Information provided »
::::::

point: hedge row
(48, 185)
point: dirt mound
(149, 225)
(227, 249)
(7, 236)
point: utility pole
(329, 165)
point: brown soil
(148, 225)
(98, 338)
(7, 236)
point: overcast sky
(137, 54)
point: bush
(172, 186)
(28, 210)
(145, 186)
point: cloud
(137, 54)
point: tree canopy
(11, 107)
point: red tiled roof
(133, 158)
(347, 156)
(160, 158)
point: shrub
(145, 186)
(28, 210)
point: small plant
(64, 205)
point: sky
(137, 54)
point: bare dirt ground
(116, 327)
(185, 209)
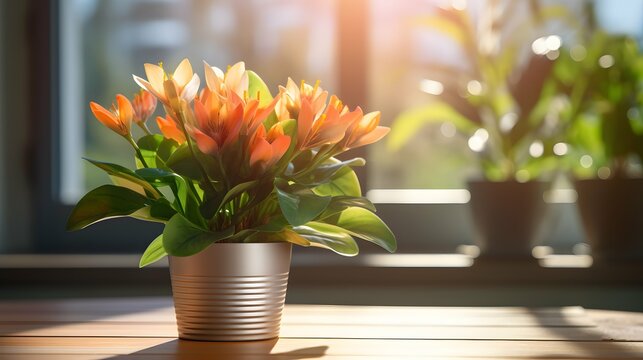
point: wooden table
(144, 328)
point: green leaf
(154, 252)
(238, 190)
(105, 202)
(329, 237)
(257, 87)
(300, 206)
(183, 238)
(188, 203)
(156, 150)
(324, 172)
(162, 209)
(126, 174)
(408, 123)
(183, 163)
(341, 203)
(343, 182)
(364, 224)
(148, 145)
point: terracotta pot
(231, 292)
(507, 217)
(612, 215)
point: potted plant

::::::

Short exercise » Copy every one of the records above word for word, omitting the pictures.

Output of the task »
point: hedge row
(48, 185)
point: dirt mound
(149, 225)
(227, 249)
(7, 236)
point: utility pole
(329, 165)
point: brown soil
(148, 225)
(98, 338)
(7, 236)
point: overcast sky
(137, 54)
point: bush
(172, 186)
(28, 210)
(145, 186)
point: cloud
(137, 54)
point: tree canopy
(11, 107)
point: red tiled roof
(133, 158)
(347, 156)
(160, 158)
point: shrub
(145, 186)
(28, 210)
point: small plant
(64, 205)
point: sky
(137, 54)
point: bare dirt ground
(116, 327)
(185, 209)
point: wooden table
(144, 328)
point: green leaf
(154, 252)
(238, 190)
(105, 202)
(329, 237)
(257, 87)
(300, 206)
(183, 238)
(188, 203)
(156, 150)
(324, 172)
(162, 209)
(126, 174)
(408, 123)
(183, 163)
(341, 203)
(343, 182)
(364, 224)
(148, 145)
point: terracotta pot
(231, 292)
(507, 217)
(612, 215)
point: potted plant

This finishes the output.